----- Data provided -----
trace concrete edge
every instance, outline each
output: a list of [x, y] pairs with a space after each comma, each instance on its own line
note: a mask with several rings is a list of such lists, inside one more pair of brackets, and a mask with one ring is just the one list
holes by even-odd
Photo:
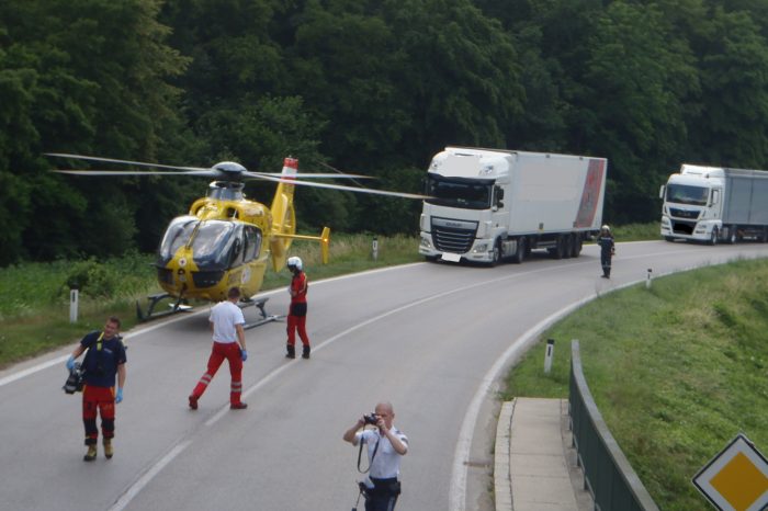
[[496, 444], [494, 447], [494, 496], [496, 510], [512, 509], [512, 478], [510, 475], [510, 434], [515, 399], [501, 404], [501, 411], [496, 423]]

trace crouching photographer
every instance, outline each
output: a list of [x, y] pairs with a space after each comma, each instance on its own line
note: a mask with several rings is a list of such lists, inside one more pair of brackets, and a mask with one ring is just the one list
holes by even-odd
[[392, 511], [400, 495], [400, 459], [408, 452], [408, 438], [393, 425], [394, 419], [392, 404], [380, 402], [375, 412], [358, 419], [343, 434], [346, 442], [355, 446], [360, 444], [361, 450], [362, 444], [368, 446], [370, 481], [361, 484], [365, 511]]

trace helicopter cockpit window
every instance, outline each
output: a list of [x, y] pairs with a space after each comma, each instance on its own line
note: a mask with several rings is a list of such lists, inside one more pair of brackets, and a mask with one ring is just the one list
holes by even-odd
[[261, 251], [261, 231], [255, 227], [245, 226], [244, 240], [246, 243], [246, 249], [244, 251], [242, 260], [245, 262], [249, 262], [256, 259]]
[[197, 266], [224, 269], [229, 266], [233, 246], [237, 236], [233, 236], [236, 225], [231, 222], [201, 222], [194, 239], [192, 253]]
[[159, 256], [163, 261], [173, 258], [177, 250], [190, 239], [200, 220], [194, 216], [180, 216], [168, 226], [166, 235], [160, 242]]

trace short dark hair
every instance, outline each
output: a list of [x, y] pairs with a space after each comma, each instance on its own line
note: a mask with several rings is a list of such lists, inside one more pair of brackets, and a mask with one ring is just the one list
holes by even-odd
[[235, 286], [229, 288], [229, 293], [227, 293], [227, 298], [239, 298], [240, 297], [240, 288]]

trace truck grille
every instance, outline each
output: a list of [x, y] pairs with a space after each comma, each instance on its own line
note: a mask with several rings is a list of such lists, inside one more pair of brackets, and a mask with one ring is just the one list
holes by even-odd
[[476, 232], [476, 222], [432, 218], [432, 243], [442, 252], [468, 252]]
[[693, 227], [696, 227], [696, 223], [690, 223], [690, 222], [674, 222], [673, 220], [673, 232], [678, 234], [678, 235], [692, 235], [693, 234]]
[[686, 209], [678, 209], [676, 207], [670, 207], [669, 214], [671, 216], [677, 217], [677, 218], [693, 218], [693, 219], [699, 218], [699, 212], [688, 212]]

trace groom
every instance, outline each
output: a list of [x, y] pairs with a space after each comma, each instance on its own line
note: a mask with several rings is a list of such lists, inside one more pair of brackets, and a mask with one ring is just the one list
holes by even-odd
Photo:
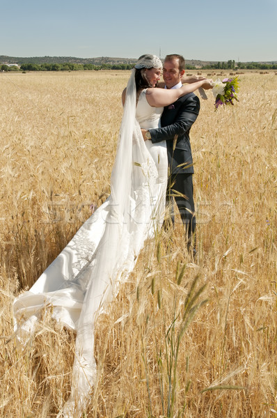
[[[165, 88], [180, 88], [184, 74], [184, 59], [181, 55], [167, 55], [163, 66]], [[187, 78], [187, 82], [195, 79]], [[185, 226], [187, 249], [196, 254], [193, 186], [193, 166], [189, 139], [189, 131], [200, 110], [198, 98], [191, 93], [166, 106], [161, 116], [161, 127], [141, 130], [143, 138], [153, 144], [166, 140], [168, 165], [168, 196], [173, 203], [173, 196], [177, 203], [182, 221]], [[174, 222], [174, 215], [171, 217]]]

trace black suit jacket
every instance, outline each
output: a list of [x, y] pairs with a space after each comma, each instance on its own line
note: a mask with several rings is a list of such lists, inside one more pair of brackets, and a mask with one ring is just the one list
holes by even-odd
[[[198, 98], [190, 93], [164, 108], [161, 119], [161, 127], [149, 130], [153, 144], [166, 140], [171, 173], [194, 172], [189, 131], [199, 110]], [[173, 150], [175, 135], [177, 139]]]

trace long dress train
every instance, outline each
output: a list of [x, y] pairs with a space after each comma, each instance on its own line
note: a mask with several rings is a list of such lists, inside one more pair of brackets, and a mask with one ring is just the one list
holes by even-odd
[[166, 141], [144, 141], [141, 127], [157, 127], [162, 108], [145, 91], [137, 105], [134, 70], [128, 82], [111, 195], [84, 224], [30, 291], [15, 300], [15, 331], [24, 344], [42, 308], [77, 332], [72, 390], [63, 417], [79, 417], [96, 378], [94, 325], [127, 277], [146, 238], [161, 225], [167, 184]]

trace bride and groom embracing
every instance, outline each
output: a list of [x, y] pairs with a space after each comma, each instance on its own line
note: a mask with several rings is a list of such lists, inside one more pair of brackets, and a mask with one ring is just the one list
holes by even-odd
[[[182, 59], [168, 56], [163, 68], [155, 56], [140, 57], [122, 93], [123, 116], [109, 197], [30, 291], [15, 300], [19, 343], [30, 338], [42, 309], [47, 306], [56, 320], [77, 332], [71, 394], [58, 416], [79, 417], [86, 409], [97, 376], [95, 320], [133, 270], [145, 240], [162, 224], [168, 155], [173, 175], [180, 178], [176, 181], [180, 192], [189, 195], [182, 188], [189, 184], [192, 198], [189, 134], [199, 111], [199, 100], [192, 92], [201, 86], [211, 88], [212, 84], [209, 80], [188, 79], [189, 84], [182, 86]], [[166, 88], [157, 88], [162, 68]], [[185, 206], [187, 201], [177, 203], [191, 237], [193, 200], [190, 206]]]

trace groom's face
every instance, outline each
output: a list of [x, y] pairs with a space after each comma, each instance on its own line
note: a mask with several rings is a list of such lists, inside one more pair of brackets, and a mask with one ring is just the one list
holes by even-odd
[[179, 69], [179, 59], [165, 61], [163, 67], [163, 78], [168, 88], [171, 88], [180, 81], [184, 75], [184, 70]]

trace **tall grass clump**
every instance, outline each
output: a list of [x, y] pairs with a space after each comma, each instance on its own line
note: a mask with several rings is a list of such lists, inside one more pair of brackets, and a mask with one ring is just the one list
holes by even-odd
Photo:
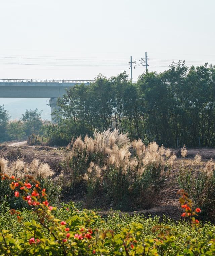
[[202, 210], [203, 215], [214, 221], [215, 218], [215, 165], [212, 158], [204, 162], [198, 152], [194, 160], [186, 159], [187, 150], [184, 146], [178, 180], [180, 188], [190, 195], [195, 206]]
[[147, 208], [151, 206], [176, 158], [155, 142], [146, 146], [118, 130], [95, 131], [72, 139], [61, 175], [64, 190], [84, 192], [85, 206]]
[[[0, 173], [15, 177], [23, 182], [26, 176], [30, 175], [42, 184], [52, 204], [59, 201], [61, 187], [56, 185], [56, 179], [54, 177], [54, 172], [47, 163], [41, 162], [36, 158], [29, 164], [22, 158], [10, 162], [2, 157], [0, 158]], [[0, 202], [3, 203], [5, 202], [16, 208], [28, 207], [23, 200], [14, 198], [8, 181], [0, 179]]]

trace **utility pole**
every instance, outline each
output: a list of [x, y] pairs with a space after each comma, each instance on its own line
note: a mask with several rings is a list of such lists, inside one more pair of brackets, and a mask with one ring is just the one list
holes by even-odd
[[[135, 68], [135, 66], [136, 66], [136, 60], [135, 60], [135, 61], [133, 61], [132, 62], [132, 57], [131, 56], [131, 60], [128, 62], [128, 63], [130, 64], [130, 67], [129, 68], [129, 69], [131, 70], [131, 81], [132, 81], [132, 70], [134, 69]], [[133, 68], [132, 67], [132, 63], [134, 63], [134, 67]]]
[[147, 67], [148, 66], [149, 66], [149, 65], [147, 63], [147, 60], [149, 59], [148, 58], [148, 56], [147, 56], [147, 53], [145, 53], [145, 58], [143, 58], [140, 60], [139, 60], [140, 62], [138, 66], [140, 65], [142, 65], [143, 66], [145, 66], [145, 73], [147, 73], [148, 72], [148, 69]]
[[147, 53], [145, 53], [145, 73], [147, 73]]

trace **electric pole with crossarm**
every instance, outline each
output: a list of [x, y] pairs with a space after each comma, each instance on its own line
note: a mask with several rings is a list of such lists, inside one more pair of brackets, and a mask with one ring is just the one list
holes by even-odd
[[[135, 66], [136, 66], [136, 60], [135, 60], [135, 61], [133, 61], [133, 62], [132, 62], [132, 57], [131, 56], [131, 60], [128, 62], [128, 63], [130, 64], [130, 67], [129, 68], [129, 69], [131, 70], [131, 81], [132, 81], [132, 70], [134, 69], [135, 68]], [[133, 68], [132, 67], [132, 63], [134, 63], [134, 67]]]
[[147, 73], [148, 72], [148, 69], [147, 67], [148, 66], [149, 66], [149, 65], [147, 63], [147, 60], [149, 59], [148, 58], [148, 56], [147, 56], [147, 53], [145, 53], [145, 58], [143, 58], [139, 60], [139, 62], [140, 62], [140, 64], [138, 64], [138, 66], [139, 65], [142, 65], [143, 66], [145, 66], [145, 73]]

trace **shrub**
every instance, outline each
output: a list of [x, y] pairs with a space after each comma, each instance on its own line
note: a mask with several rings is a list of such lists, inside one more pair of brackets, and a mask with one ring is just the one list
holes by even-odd
[[190, 161], [184, 159], [187, 154], [185, 146], [182, 152], [178, 178], [180, 187], [188, 191], [194, 205], [201, 207], [203, 215], [206, 219], [214, 222], [215, 217], [214, 164], [212, 159], [204, 163], [198, 153], [190, 165]]
[[[56, 208], [50, 205], [45, 190], [32, 177], [27, 175], [26, 183], [24, 183], [14, 176], [2, 173], [1, 176], [3, 181], [10, 182], [15, 196], [27, 202], [33, 208], [33, 213], [31, 219], [23, 223], [25, 212], [23, 216], [15, 210], [10, 211], [18, 225], [22, 223], [19, 226], [21, 232], [14, 237], [8, 230], [1, 229], [2, 255], [214, 255], [214, 232], [206, 229], [204, 236], [201, 235], [201, 225], [196, 218], [201, 210], [198, 208], [193, 208], [192, 201], [183, 191], [179, 191], [181, 195], [179, 201], [182, 208], [184, 209], [182, 216], [188, 221], [184, 226], [188, 225], [189, 227], [187, 233], [185, 232], [184, 229], [180, 232], [170, 226], [160, 225], [155, 226], [144, 233], [142, 224], [133, 222], [116, 233], [105, 228], [97, 228], [99, 217], [95, 212], [87, 210], [78, 212], [72, 203], [64, 206], [59, 210], [59, 215], [61, 214], [64, 218], [56, 218]], [[32, 188], [32, 192], [29, 190]], [[16, 221], [13, 219], [12, 223], [15, 224]], [[102, 223], [104, 222], [102, 221]], [[150, 236], [148, 235], [149, 231]], [[17, 230], [12, 231], [17, 232]], [[196, 237], [197, 233], [200, 235]]]

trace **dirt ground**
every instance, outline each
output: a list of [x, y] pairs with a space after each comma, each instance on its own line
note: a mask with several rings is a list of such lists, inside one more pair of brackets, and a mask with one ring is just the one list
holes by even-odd
[[[0, 157], [3, 157], [12, 161], [17, 157], [23, 158], [26, 162], [30, 163], [35, 158], [40, 160], [44, 163], [48, 163], [57, 175], [60, 173], [62, 167], [60, 164], [64, 157], [64, 148], [50, 147], [47, 146], [29, 146], [25, 142], [13, 142], [0, 144]], [[203, 160], [206, 161], [211, 158], [215, 158], [215, 149], [187, 148], [187, 159], [193, 159], [199, 152], [202, 157]], [[178, 162], [181, 157], [180, 150], [173, 148], [172, 151], [176, 154]], [[173, 168], [170, 177], [165, 181], [163, 189], [157, 195], [153, 207], [147, 210], [127, 212], [130, 215], [135, 214], [150, 215], [152, 216], [167, 215], [176, 220], [180, 218], [181, 208], [178, 202], [179, 196], [177, 191], [178, 187], [176, 177], [178, 171], [177, 164]], [[109, 211], [99, 212], [103, 216], [110, 213]]]

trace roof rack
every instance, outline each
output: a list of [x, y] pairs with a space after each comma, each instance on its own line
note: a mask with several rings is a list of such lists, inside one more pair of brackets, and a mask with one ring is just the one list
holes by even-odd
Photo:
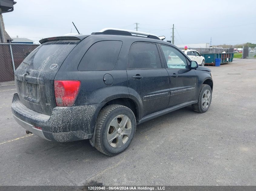
[[106, 28], [100, 30], [99, 32], [92, 33], [91, 34], [112, 34], [114, 35], [123, 35], [129, 36], [133, 36], [132, 34], [146, 36], [148, 38], [158, 40], [163, 40], [165, 37], [164, 36], [158, 37], [155, 34], [144, 33], [144, 32], [126, 30], [114, 28]]

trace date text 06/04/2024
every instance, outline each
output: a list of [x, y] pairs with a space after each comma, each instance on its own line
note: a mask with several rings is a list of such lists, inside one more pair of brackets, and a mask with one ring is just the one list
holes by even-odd
[[165, 186], [110, 186], [105, 187], [104, 186], [90, 186], [88, 187], [88, 190], [161, 190], [165, 189]]

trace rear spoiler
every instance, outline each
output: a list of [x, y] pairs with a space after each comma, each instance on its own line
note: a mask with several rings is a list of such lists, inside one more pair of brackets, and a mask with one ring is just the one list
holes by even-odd
[[49, 41], [53, 40], [82, 40], [87, 37], [88, 35], [84, 35], [83, 34], [76, 35], [76, 36], [65, 36], [63, 37], [51, 37], [47, 38], [41, 39], [39, 41], [39, 42], [41, 44]]

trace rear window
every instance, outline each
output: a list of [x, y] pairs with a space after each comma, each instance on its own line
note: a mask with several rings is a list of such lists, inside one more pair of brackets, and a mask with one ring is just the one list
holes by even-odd
[[48, 42], [35, 49], [19, 66], [22, 68], [57, 71], [64, 60], [80, 40]]
[[111, 70], [117, 61], [123, 43], [117, 40], [101, 41], [89, 49], [79, 65], [79, 71]]

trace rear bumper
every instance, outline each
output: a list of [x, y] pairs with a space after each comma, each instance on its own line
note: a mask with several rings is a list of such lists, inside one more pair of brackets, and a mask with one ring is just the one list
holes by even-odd
[[97, 115], [104, 104], [56, 107], [49, 116], [26, 107], [16, 93], [12, 110], [14, 119], [25, 129], [46, 140], [64, 142], [91, 138]]

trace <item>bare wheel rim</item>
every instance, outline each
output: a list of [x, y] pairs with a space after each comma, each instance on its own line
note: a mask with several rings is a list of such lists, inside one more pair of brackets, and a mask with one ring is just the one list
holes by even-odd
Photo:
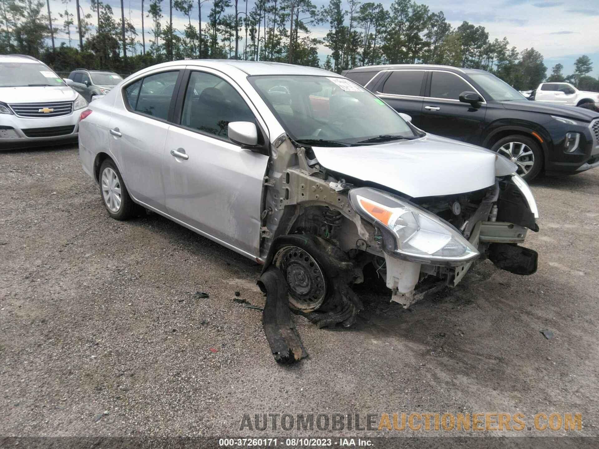
[[274, 265], [287, 280], [292, 307], [304, 311], [320, 307], [326, 293], [326, 281], [311, 256], [297, 246], [284, 247], [275, 255]]
[[120, 181], [116, 172], [106, 167], [102, 172], [102, 196], [106, 207], [111, 212], [118, 212], [120, 209]]
[[522, 176], [528, 174], [534, 165], [534, 153], [530, 147], [522, 142], [508, 142], [502, 145], [497, 153], [518, 165], [518, 174]]

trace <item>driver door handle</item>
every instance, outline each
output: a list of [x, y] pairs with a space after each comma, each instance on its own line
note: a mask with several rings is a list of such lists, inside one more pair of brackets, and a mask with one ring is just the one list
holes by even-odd
[[178, 148], [176, 150], [171, 150], [171, 156], [174, 156], [175, 157], [180, 157], [184, 160], [187, 160], [189, 159], [189, 156], [185, 154], [185, 150], [182, 148]]

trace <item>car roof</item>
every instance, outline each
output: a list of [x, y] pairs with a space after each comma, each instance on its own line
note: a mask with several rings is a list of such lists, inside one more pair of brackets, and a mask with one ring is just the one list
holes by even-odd
[[0, 61], [2, 62], [20, 62], [31, 64], [39, 64], [38, 61], [33, 56], [26, 54], [0, 54]]
[[338, 77], [341, 75], [316, 67], [285, 64], [282, 62], [263, 61], [244, 61], [234, 59], [185, 59], [165, 62], [148, 67], [144, 71], [173, 65], [193, 65], [198, 67], [209, 67], [223, 72], [230, 72], [235, 69], [246, 75], [311, 75], [314, 76]]
[[[374, 69], [373, 71], [373, 69]], [[348, 72], [368, 72], [381, 70], [393, 70], [398, 69], [420, 69], [420, 70], [434, 70], [443, 69], [450, 72], [457, 72], [459, 73], [474, 74], [474, 73], [489, 73], [486, 70], [479, 69], [464, 69], [459, 67], [453, 67], [450, 65], [438, 65], [435, 64], [382, 64], [380, 65], [365, 65], [361, 67], [355, 67]]]

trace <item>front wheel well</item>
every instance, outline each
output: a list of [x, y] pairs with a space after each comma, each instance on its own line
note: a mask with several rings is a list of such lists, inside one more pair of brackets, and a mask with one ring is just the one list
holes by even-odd
[[[497, 142], [503, 139], [504, 137], [507, 137], [508, 136], [513, 136], [513, 135], [521, 135], [521, 136], [524, 136], [525, 137], [528, 137], [532, 139], [533, 140], [535, 141], [536, 142], [539, 142], [540, 144], [540, 142], [539, 141], [539, 139], [537, 139], [536, 137], [535, 137], [534, 135], [533, 135], [530, 132], [527, 132], [526, 131], [522, 131], [520, 130], [506, 129], [504, 131], [500, 131], [499, 132], [494, 134], [491, 137], [491, 138], [487, 141], [486, 144], [485, 145], [485, 146], [488, 148], [492, 148], [494, 145], [497, 143]], [[543, 145], [540, 145], [540, 146], [542, 148]]]
[[580, 105], [583, 105], [585, 103], [594, 103], [594, 102], [595, 102], [593, 101], [592, 99], [591, 99], [591, 98], [583, 98], [582, 100], [578, 102], [578, 104], [577, 104], [576, 106], [580, 106]]
[[96, 183], [100, 181], [100, 167], [102, 166], [102, 163], [106, 159], [112, 160], [112, 157], [105, 153], [98, 153], [96, 155], [96, 159], [93, 161], [93, 177], [96, 180]]

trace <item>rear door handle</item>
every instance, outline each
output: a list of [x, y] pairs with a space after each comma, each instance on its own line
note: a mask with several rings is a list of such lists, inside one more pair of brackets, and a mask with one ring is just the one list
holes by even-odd
[[180, 157], [181, 159], [184, 159], [185, 160], [189, 159], [189, 156], [185, 154], [185, 150], [182, 148], [178, 148], [176, 150], [171, 150], [171, 156], [173, 156], [175, 157]]

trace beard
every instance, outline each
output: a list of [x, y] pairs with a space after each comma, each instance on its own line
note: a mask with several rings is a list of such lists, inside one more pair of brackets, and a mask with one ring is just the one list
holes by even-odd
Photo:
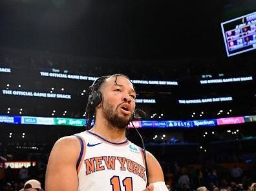
[[118, 108], [120, 105], [118, 105], [116, 108], [114, 108], [112, 105], [103, 103], [102, 105], [102, 111], [104, 117], [112, 126], [116, 128], [122, 129], [125, 128], [130, 121], [132, 121], [133, 115], [131, 115], [129, 118], [119, 116]]

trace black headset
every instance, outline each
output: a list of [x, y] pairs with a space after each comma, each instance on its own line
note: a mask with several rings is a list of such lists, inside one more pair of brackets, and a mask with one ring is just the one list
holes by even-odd
[[100, 77], [89, 86], [91, 94], [88, 97], [88, 106], [91, 109], [92, 109], [92, 110], [95, 110], [96, 107], [99, 105], [102, 101], [102, 94], [98, 90], [98, 88], [105, 79], [109, 77], [109, 75]]

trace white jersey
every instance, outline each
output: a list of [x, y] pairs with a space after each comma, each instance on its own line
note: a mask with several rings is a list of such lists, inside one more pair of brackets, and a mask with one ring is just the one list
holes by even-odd
[[146, 175], [142, 149], [126, 140], [110, 142], [90, 131], [75, 135], [81, 143], [78, 191], [142, 191]]

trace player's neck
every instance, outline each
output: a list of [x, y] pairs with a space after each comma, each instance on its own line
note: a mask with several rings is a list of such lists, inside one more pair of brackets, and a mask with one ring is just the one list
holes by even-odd
[[112, 126], [107, 120], [96, 120], [90, 130], [113, 143], [122, 143], [126, 140], [125, 129]]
-----
Challenge
Reproduce exactly the line containing "trace black headset" and every line after it through the end of the records above, and nothing else.

Result
trace black headset
every instance, outline each
output: a list of [x, y] pairs with a space after each comma, each instance on its own line
note: a mask with several rings is a list of such lists, inside one more pair of brackets, and a mask with one ring is just the one list
holes by even-odd
[[100, 77], [89, 86], [91, 94], [88, 97], [88, 106], [91, 109], [92, 109], [92, 110], [95, 110], [96, 107], [99, 105], [102, 101], [102, 94], [98, 90], [98, 88], [105, 79], [109, 77], [109, 75]]

trace white jersey
every instance, outline each
output: a list of [x, y] pairs with a space after each comma, each instance on its own line
note: a mask with several rings is a list of such lists, inside one more pair of brackets, and a mask with one ring is just the one list
holes by even-odd
[[146, 175], [142, 149], [126, 140], [110, 142], [90, 131], [75, 135], [81, 143], [78, 191], [142, 191]]

trace player's neck
every instance, outline each
output: a list of [x, y] pairs with a space after each comma, each instance on its own line
note: a mask with several rings is a list of such lists, inside one more pair of brackets, and a mask with one ring is just the one list
holes by even-odd
[[112, 126], [107, 120], [96, 120], [90, 130], [113, 143], [122, 143], [126, 140], [125, 129]]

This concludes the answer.